Items listed in a dataset:
▶
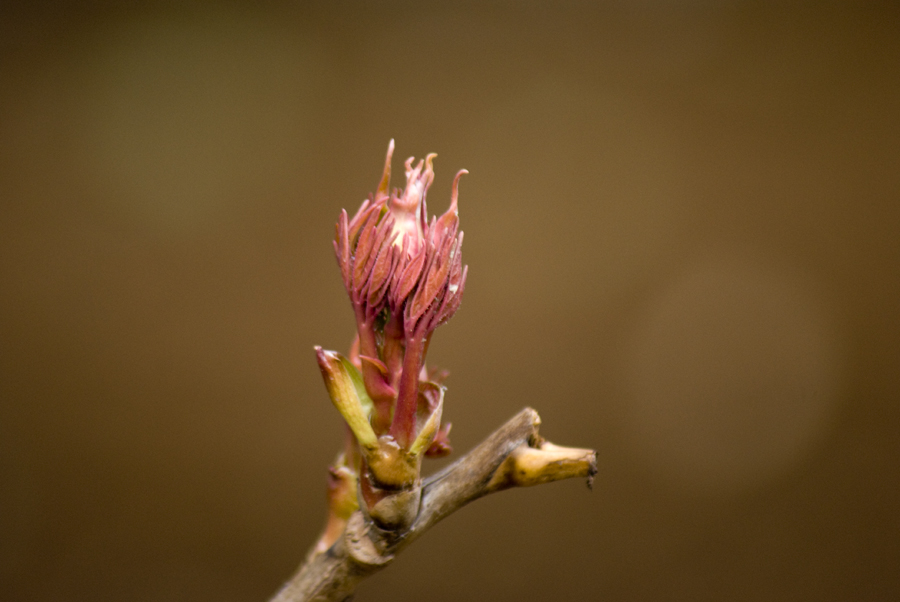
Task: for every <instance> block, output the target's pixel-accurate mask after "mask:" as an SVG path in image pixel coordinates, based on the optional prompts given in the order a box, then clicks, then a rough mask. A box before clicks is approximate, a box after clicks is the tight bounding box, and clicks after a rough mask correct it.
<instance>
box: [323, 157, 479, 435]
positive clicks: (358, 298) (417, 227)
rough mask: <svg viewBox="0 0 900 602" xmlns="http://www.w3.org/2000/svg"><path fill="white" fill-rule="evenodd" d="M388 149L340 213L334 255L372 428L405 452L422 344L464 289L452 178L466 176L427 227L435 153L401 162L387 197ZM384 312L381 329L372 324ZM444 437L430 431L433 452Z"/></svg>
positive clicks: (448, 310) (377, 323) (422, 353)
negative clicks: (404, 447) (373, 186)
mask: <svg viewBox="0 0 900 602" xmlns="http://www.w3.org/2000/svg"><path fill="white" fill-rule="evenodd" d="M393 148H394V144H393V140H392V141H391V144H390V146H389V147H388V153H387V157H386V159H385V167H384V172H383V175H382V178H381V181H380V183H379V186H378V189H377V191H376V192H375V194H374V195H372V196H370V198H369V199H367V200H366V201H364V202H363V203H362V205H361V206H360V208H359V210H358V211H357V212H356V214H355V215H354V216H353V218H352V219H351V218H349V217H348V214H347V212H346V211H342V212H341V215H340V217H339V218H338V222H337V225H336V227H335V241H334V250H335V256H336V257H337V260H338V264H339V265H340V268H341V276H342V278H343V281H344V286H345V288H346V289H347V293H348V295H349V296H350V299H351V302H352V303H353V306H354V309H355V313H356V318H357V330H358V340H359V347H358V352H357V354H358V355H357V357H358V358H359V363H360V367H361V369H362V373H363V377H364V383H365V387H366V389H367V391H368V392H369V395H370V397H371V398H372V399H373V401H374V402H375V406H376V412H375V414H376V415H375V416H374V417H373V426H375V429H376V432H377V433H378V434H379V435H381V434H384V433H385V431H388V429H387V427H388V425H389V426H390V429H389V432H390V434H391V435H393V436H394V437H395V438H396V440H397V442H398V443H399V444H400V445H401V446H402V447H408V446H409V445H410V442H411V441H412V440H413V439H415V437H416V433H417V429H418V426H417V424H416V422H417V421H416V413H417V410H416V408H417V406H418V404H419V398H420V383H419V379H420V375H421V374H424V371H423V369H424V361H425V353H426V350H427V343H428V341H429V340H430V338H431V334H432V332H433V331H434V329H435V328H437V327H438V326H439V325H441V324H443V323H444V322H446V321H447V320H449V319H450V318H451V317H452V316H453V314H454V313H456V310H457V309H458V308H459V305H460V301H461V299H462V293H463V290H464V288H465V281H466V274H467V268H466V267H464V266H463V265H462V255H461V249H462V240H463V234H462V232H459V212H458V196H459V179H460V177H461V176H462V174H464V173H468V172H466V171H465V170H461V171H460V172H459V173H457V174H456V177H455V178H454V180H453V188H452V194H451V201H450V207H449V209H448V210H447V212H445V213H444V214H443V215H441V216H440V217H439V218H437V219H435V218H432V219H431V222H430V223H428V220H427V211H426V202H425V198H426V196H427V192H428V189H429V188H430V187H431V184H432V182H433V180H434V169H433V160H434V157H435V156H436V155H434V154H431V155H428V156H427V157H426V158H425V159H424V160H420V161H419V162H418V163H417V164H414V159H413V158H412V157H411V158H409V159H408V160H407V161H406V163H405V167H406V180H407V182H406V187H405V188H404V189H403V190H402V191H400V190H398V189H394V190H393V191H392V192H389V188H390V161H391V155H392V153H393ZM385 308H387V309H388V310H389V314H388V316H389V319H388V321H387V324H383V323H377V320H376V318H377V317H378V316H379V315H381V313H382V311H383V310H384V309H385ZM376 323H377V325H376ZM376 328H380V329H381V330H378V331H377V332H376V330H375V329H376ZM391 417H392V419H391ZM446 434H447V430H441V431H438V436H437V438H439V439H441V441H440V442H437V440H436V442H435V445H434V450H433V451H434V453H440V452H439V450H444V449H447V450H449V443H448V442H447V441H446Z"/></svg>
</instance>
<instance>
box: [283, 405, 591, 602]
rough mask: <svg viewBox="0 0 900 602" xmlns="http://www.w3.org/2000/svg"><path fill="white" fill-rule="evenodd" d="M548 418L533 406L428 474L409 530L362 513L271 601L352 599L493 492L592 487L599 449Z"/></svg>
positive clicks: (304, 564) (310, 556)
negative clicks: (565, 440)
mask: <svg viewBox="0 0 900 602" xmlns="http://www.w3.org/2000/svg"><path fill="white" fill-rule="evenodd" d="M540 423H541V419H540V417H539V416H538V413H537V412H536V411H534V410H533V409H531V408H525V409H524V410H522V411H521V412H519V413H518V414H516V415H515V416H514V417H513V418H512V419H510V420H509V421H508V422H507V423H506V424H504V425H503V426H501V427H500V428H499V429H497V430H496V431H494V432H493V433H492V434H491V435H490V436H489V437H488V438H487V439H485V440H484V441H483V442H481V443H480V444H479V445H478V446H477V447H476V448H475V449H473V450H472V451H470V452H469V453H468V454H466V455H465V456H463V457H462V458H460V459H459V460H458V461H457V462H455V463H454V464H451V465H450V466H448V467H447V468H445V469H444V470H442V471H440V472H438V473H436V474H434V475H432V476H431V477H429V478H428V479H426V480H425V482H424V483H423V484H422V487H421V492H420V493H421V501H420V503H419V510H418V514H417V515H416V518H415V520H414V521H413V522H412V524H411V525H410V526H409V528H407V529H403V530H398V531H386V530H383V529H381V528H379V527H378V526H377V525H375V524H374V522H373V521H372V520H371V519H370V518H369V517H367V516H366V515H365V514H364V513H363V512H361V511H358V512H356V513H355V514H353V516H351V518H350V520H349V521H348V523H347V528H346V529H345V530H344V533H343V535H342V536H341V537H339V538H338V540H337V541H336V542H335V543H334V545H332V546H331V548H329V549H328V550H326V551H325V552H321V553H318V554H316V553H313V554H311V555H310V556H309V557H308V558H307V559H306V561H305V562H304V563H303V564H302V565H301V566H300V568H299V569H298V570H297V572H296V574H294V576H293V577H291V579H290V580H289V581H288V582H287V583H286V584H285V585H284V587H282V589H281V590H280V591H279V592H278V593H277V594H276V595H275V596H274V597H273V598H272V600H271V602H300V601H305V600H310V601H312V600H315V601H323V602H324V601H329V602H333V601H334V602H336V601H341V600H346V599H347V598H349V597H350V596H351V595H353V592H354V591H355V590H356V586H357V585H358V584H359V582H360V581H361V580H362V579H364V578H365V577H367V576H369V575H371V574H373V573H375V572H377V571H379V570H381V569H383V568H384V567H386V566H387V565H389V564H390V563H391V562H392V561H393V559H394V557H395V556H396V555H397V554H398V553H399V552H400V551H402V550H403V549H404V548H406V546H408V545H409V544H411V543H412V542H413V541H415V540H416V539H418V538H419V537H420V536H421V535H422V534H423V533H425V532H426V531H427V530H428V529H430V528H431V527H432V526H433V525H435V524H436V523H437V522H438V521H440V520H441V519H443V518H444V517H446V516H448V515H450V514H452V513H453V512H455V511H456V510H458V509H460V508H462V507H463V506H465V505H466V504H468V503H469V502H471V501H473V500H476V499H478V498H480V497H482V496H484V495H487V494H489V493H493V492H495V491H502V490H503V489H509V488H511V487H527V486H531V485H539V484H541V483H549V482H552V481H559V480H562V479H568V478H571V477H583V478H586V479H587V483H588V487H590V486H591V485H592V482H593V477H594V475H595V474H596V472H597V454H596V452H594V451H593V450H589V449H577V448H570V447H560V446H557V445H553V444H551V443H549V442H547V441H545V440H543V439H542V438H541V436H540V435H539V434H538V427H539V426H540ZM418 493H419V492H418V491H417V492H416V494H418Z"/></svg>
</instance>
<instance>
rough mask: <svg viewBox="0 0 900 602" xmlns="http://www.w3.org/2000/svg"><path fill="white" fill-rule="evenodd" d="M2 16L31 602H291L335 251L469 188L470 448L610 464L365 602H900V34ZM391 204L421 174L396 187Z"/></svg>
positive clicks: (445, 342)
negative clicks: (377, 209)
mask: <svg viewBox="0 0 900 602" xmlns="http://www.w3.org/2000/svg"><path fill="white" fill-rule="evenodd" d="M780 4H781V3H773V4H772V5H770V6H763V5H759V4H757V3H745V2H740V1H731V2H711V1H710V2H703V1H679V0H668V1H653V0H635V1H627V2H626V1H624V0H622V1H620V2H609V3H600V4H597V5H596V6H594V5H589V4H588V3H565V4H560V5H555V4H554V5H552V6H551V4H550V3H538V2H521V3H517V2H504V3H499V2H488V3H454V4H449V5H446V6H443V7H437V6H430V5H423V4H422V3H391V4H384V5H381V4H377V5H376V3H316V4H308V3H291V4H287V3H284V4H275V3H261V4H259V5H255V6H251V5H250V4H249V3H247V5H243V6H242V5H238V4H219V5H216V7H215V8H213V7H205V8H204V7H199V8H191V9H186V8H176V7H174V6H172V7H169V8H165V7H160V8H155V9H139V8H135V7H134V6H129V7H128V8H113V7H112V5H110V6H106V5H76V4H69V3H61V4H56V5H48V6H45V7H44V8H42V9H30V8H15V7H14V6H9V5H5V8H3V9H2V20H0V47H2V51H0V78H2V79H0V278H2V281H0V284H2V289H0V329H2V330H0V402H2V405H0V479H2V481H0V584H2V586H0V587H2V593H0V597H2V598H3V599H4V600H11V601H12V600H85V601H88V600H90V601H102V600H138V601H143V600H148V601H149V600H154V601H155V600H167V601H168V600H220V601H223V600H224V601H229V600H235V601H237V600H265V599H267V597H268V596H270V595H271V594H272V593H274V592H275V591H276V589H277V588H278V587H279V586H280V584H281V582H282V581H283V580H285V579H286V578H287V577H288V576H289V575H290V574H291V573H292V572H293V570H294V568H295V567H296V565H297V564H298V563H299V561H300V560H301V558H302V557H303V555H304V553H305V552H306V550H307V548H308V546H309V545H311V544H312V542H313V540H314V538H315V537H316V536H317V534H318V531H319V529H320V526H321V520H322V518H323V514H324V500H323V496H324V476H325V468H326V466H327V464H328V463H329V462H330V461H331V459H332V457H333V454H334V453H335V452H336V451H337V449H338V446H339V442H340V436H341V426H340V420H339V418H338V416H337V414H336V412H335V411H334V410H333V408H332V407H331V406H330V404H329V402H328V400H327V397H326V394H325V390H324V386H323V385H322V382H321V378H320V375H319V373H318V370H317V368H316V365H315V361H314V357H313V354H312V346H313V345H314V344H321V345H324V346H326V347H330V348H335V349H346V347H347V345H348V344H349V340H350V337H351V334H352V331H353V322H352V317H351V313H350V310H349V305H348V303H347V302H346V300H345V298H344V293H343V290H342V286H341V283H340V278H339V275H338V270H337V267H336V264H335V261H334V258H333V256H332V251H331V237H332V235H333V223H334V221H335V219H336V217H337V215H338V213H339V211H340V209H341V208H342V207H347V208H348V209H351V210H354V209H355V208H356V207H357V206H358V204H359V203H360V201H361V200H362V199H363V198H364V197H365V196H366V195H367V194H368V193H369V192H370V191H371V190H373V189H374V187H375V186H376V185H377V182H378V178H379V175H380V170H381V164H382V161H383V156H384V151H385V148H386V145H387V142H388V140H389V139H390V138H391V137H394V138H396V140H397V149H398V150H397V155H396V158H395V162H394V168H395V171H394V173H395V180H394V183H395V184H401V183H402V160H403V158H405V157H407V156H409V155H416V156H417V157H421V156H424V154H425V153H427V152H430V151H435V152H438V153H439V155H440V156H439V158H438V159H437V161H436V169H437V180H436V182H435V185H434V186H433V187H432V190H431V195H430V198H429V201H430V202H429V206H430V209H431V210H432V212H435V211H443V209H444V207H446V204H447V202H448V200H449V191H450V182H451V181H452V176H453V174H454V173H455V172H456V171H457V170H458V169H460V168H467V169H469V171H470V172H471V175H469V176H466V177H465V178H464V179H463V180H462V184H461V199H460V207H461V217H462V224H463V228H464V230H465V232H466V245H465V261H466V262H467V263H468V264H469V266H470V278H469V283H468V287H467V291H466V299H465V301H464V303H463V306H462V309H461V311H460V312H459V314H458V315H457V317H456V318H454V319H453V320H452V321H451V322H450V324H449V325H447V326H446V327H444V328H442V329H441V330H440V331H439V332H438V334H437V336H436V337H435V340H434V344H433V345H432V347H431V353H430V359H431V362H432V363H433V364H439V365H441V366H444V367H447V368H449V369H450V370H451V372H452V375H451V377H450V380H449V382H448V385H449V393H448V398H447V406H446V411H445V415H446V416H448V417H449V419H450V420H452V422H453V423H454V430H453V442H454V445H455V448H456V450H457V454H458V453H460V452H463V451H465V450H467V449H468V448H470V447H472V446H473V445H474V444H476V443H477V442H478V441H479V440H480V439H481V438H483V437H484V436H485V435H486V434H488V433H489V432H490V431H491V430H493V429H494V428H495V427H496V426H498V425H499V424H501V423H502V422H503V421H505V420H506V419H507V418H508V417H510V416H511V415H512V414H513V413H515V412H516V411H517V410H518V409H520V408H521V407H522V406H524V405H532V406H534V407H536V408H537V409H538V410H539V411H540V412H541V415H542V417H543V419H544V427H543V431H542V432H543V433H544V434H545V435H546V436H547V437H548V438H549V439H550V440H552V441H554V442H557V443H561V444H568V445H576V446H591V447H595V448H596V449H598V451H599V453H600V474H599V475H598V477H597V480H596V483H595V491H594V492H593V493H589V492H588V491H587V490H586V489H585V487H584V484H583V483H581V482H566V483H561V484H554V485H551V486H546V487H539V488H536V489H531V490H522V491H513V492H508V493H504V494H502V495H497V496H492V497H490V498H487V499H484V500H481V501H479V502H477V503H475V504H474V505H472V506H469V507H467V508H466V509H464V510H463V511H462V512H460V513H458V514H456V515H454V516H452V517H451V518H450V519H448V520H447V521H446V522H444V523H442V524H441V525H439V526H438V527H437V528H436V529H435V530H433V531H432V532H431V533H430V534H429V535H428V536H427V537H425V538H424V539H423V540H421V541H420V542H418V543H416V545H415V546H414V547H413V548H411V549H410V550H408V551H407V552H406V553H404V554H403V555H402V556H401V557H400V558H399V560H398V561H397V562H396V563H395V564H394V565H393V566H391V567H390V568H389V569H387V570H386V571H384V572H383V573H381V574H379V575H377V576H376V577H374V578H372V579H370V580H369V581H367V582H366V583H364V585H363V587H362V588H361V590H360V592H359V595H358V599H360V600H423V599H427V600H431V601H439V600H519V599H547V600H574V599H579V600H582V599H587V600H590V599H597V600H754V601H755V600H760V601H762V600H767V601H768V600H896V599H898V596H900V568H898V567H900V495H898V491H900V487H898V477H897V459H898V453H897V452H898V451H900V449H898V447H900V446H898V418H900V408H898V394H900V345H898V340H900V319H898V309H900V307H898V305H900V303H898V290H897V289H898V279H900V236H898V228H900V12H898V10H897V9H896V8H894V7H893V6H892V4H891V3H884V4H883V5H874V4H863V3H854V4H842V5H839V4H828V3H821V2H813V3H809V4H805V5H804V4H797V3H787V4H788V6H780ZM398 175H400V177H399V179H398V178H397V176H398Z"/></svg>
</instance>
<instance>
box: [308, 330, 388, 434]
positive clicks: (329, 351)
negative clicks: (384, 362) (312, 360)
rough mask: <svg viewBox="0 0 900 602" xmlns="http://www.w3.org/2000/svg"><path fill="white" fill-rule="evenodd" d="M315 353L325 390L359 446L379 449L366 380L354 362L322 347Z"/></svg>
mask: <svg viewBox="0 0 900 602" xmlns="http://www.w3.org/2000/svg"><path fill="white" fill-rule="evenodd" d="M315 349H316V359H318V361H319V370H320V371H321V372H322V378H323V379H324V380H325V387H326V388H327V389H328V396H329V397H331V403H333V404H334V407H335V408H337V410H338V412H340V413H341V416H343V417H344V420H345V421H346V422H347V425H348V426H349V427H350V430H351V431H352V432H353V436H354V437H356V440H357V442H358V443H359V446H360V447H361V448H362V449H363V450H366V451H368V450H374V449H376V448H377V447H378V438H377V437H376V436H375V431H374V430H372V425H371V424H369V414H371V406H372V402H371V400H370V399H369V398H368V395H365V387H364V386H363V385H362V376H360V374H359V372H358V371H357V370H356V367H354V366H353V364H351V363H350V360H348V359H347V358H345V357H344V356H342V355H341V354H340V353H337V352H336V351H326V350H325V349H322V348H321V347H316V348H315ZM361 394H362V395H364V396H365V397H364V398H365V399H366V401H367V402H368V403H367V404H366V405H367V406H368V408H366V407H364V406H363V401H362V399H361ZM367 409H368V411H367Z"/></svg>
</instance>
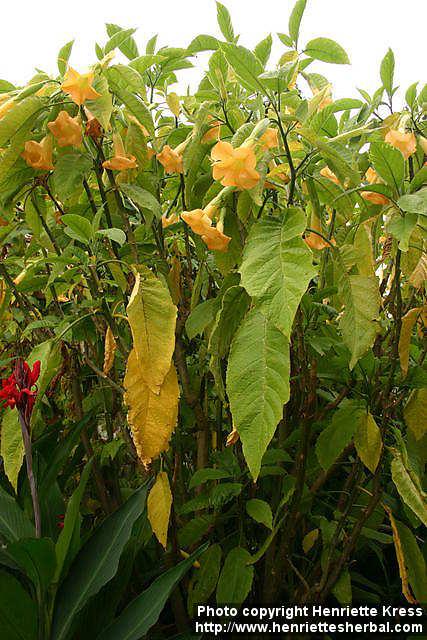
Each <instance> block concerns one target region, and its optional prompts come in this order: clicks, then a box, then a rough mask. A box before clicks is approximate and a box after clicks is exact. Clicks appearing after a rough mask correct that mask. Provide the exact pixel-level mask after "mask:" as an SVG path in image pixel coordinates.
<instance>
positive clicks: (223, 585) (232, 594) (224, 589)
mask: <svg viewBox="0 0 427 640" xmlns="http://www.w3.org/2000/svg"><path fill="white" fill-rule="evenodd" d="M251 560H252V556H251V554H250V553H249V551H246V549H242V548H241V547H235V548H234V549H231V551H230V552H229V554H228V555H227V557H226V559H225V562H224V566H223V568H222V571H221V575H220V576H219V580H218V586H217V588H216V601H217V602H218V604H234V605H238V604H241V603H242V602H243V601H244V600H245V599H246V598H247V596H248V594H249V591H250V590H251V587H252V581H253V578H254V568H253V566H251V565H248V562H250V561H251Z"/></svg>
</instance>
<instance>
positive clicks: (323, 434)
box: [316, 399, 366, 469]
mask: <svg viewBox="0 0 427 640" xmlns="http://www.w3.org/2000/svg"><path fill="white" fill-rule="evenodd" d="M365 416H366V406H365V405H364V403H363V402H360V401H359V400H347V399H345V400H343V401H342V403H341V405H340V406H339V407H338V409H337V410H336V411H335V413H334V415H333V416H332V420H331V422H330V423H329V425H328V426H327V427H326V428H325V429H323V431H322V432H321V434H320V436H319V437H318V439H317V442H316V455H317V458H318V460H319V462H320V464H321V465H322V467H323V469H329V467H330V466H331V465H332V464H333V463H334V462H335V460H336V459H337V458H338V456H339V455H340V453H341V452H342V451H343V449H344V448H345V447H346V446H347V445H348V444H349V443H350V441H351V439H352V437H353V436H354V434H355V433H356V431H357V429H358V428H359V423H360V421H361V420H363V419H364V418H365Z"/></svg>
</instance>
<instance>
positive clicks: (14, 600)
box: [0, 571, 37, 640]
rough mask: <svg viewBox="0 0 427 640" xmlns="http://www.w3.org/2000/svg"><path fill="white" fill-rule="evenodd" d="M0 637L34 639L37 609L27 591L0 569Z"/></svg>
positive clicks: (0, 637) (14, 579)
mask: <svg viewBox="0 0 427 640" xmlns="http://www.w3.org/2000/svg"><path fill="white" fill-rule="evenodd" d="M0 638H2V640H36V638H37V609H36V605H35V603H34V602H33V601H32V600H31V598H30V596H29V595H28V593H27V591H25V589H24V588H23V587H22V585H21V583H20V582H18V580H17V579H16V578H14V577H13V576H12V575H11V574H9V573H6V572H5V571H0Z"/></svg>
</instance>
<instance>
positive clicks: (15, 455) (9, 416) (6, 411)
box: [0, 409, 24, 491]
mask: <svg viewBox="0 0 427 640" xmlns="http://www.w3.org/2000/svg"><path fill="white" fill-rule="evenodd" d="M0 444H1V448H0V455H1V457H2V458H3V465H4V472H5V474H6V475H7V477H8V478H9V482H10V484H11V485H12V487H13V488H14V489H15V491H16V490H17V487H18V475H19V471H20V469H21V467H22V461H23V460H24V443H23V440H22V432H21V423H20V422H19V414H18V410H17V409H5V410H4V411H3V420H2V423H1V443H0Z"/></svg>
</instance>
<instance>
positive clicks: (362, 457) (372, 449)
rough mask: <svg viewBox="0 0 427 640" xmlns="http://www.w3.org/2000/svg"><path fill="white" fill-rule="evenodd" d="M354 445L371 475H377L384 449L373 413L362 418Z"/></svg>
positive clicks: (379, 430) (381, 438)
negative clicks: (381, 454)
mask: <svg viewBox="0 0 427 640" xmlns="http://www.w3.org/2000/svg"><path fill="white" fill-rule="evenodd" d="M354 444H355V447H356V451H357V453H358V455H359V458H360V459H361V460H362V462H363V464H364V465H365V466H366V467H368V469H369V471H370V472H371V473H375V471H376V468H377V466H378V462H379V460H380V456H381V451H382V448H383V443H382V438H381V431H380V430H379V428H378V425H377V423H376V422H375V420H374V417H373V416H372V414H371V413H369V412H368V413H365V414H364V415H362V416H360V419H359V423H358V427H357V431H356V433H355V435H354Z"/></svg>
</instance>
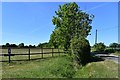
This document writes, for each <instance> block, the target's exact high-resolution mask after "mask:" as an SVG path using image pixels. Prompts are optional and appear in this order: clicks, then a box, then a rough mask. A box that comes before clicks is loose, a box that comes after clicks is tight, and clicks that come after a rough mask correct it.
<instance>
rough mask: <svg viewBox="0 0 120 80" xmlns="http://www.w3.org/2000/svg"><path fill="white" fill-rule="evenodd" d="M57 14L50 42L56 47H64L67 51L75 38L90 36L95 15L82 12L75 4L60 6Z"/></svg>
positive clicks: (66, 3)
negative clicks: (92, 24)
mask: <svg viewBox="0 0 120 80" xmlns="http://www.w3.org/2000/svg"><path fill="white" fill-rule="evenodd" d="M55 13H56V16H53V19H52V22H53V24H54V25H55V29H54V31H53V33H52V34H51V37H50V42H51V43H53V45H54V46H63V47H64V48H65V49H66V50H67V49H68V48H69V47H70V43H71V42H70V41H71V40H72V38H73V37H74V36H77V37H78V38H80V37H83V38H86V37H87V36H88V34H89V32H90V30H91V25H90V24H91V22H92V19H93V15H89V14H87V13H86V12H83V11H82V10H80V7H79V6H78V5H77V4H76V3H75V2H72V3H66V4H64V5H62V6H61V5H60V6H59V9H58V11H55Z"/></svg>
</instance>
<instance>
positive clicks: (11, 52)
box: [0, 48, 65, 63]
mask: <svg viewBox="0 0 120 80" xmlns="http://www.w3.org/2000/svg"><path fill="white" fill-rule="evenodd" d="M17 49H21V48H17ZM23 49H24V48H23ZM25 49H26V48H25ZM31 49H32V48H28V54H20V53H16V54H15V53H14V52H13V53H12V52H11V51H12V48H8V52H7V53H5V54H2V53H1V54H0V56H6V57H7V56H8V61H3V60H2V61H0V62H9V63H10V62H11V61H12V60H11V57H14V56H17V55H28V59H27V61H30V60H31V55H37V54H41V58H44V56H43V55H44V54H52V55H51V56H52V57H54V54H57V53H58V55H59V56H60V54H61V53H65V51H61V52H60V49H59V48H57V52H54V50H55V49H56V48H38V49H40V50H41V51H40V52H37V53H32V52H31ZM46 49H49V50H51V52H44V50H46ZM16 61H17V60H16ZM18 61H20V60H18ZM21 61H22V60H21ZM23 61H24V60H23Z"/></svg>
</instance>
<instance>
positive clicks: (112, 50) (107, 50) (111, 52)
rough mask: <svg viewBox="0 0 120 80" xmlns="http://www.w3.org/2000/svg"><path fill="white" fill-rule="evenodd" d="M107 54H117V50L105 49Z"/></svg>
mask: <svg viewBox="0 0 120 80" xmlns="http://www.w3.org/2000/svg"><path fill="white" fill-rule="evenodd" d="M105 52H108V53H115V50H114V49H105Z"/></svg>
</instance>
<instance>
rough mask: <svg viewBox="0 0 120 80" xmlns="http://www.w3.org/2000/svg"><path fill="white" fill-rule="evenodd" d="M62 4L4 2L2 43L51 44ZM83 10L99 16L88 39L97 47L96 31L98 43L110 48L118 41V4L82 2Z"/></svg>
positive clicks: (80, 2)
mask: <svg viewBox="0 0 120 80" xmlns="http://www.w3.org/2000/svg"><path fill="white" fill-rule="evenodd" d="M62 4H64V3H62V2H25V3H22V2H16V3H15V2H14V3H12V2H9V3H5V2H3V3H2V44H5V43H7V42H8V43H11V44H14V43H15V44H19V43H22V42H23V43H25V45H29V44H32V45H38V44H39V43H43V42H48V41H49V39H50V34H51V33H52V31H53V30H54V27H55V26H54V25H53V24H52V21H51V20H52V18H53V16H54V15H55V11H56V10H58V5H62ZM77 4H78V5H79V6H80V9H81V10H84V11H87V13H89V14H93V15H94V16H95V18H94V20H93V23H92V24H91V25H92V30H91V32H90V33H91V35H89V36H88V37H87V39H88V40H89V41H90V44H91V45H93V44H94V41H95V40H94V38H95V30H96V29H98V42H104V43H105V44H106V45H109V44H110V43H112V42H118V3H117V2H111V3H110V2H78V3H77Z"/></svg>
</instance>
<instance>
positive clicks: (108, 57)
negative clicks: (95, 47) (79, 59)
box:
◀
▸ Exercise description
Turn everything from the start of the data down to the line containing "positive clicks: (448, 310)" into a JSON list of strings, one string per line, with blank lines left out. Do not include the pictures.

▸ Exercise output
[
  "Task: for every <instance> block, output the target's pixel-accurate mask after \"mask:\" as an SVG path in image pixel coordinates, based on the optional prompts given in the order a box, then clicks, then a rough mask. A box before clicks is approximate, a box after clicks is the tight bounding box, and clicks after a rough mask correct it.",
  "<instance>",
  "box: [323, 157, 479, 435]",
  "positive clicks: (358, 298) (417, 227)",
  "rough mask: <svg viewBox=\"0 0 900 602\" xmlns=\"http://www.w3.org/2000/svg\"><path fill=\"white\" fill-rule=\"evenodd\" d=\"M388 149L340 213L334 255L372 428L405 452L422 344L464 289L452 178L466 176L427 227L435 153L401 162L387 197ZM384 312L381 329L372 324ZM444 437L430 431L433 452Z\"/></svg>",
  "positive clicks: (448, 310) (377, 323) (422, 353)"
]